▶ SOURCE PASSAGE
┄┄┄┄┄┄┄┄┄┄
5.3. Over-representation analysis

A group of interesting genes in the biological network, e.g. a module of potentially related genes has been found by the Network clustering, may be investigated to find biological pathways or other functional categories like GO (Gene Ontology Consortium, 2004) terms, where they are significantly over-represented. This approach, so-called ‘enrichment analysis’, is widely used in order to study the gene set for their over-representation in certain annotation classes that are usually related to biological functions of those genes (Huang et al., 2009).

Enrichment analysis

Fig. 5.3 GO over-representation analysis

This demonstrates the procedure of enrichment analysis, and visual annotation of relevant nodes or regions (e.g. clusters) in the network with significantly over-represented GO terms.

MONGKIE provides a pipeline for this analysis, shown in Fig. 5.3, where researchers perform a statistical test for enrichment or depletion using the GO categories, in order to identify over-represented functional terms with statistically significance from the selected set of interesting genes in the certain network region. The result of analysis is displayed in table views with both a list of resultant functional terms and also statistics of the enrichment analysis, including number of enriched terms, number of population genes, number of query genes, and detailed information about each annotation term. In the result table, each row of resultant term has a background color that is mapped to its corresponding p-value - that was calculated using the hyper-geometric testing, and might be adjusted by one of following multiple testing correction methods: Bonferroni, Bonferroni-Holm, Benjamini-Hochberg, or Benjamini-Yekutieli - and the set of resultant term can be reduced based on user’s cut-offs and ranked by their statistical p-values.
┄┄┄┄┄┄┄┄┄┄
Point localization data
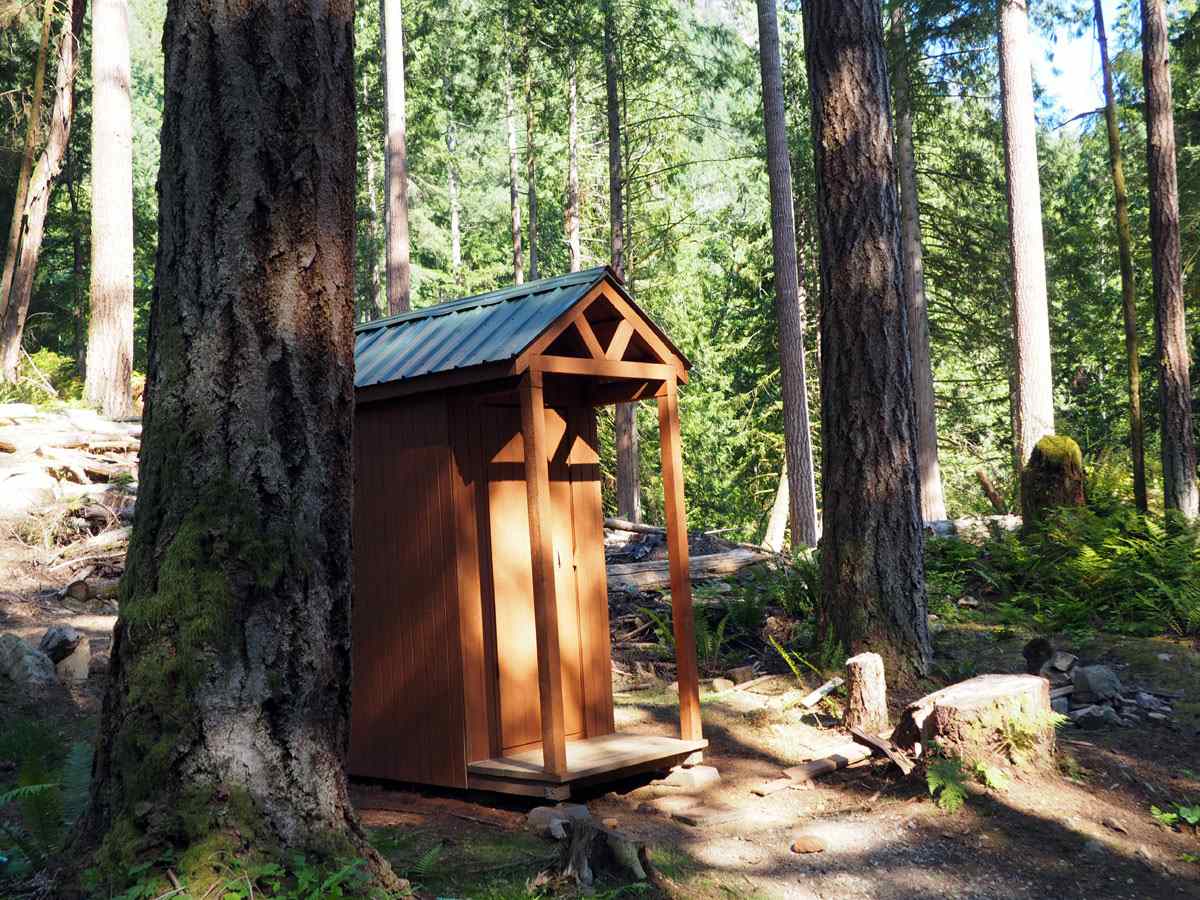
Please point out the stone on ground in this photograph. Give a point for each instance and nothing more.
(985, 718)
(59, 642)
(1093, 683)
(25, 665)
(1053, 478)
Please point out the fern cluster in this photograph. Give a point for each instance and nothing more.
(1083, 569)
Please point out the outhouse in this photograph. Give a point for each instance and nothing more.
(480, 624)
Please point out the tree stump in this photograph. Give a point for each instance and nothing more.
(867, 694)
(990, 718)
(1053, 478)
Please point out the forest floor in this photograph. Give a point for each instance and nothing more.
(1085, 831)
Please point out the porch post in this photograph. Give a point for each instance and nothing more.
(677, 549)
(545, 601)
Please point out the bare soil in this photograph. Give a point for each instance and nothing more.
(1081, 832)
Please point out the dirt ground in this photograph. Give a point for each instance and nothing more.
(1083, 832)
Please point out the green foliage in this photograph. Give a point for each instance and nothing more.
(946, 783)
(1080, 570)
(51, 790)
(990, 777)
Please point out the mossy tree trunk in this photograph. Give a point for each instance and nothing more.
(873, 571)
(227, 713)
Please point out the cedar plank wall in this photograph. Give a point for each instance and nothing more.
(407, 720)
(493, 519)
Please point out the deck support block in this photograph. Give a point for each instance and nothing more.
(682, 612)
(545, 599)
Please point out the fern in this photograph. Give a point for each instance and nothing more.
(946, 784)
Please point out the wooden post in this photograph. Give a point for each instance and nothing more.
(867, 694)
(677, 549)
(545, 599)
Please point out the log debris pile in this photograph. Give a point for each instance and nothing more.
(67, 492)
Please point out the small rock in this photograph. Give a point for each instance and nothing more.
(697, 778)
(550, 820)
(1062, 660)
(741, 675)
(59, 642)
(808, 844)
(1095, 717)
(1096, 683)
(24, 664)
(77, 666)
(1111, 823)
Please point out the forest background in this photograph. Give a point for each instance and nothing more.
(699, 253)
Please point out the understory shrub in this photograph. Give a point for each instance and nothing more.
(1081, 569)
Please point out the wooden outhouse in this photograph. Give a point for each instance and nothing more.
(480, 641)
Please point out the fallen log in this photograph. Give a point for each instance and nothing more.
(657, 574)
(844, 756)
(885, 747)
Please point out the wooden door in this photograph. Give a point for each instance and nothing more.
(516, 649)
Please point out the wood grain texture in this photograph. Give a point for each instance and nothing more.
(545, 597)
(682, 613)
(873, 574)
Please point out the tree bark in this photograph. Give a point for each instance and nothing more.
(111, 327)
(27, 163)
(37, 196)
(532, 168)
(373, 280)
(873, 573)
(453, 180)
(573, 172)
(231, 670)
(912, 256)
(1125, 247)
(1180, 490)
(514, 186)
(789, 293)
(395, 159)
(777, 523)
(1033, 417)
(629, 487)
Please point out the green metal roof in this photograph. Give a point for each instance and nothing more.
(473, 331)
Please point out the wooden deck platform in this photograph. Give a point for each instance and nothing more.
(609, 755)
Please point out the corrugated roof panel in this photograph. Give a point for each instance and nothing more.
(489, 328)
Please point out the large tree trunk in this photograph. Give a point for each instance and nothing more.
(1125, 247)
(532, 168)
(873, 574)
(453, 181)
(1033, 409)
(1174, 385)
(789, 293)
(227, 709)
(373, 307)
(78, 312)
(37, 197)
(395, 157)
(27, 165)
(777, 522)
(573, 173)
(111, 327)
(933, 503)
(629, 481)
(514, 186)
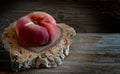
┄┄┄┄┄┄┄┄┄┄
▶ APPLY WHAT YOU READ
A – Rewrite the passage on over-representation analysis between "This demonstrates the" and "over-represented GO terms.", inclusive, replacing "procedure" with "workflow".
B – Continue the passage on over-representation analysis from where it stops.
The material is not needed.

▶ RESPONSES PER TASK
A –
This demonstrates the workflow of enrichment analysis, and visual annotation of relevant nodes or regions (e.g. clusters) in the network with significantly over-represented GO terms.

B –
Another optimized way to show the result of enriched functional terms in the hierarchical structure, e.g. Gene Ontology, is to display them in a tree table. In the tree table view, intermediate terms for tree hierarchy are automatically included, and users can expand or collapse any sub-tree in the view. Therefore it allows the user to interactively investigate terms according to specific biological complexity within the hierarchical structure as well as their significance.

Once a list of resultant term is displayed in a tabular format, users can select significant terms of interest, then visualize the group of relevant nodes or regions annotated with those terms in the network context by mapping distinguishable visual aspects to them. This visual mapping of functional terms in the context of the network has the distinct advantage of allowing the user to quickly identify by eye both biological functions of certain parts and also higher-order interactions between those parts in the network that would not be obvious without this type of visual representation.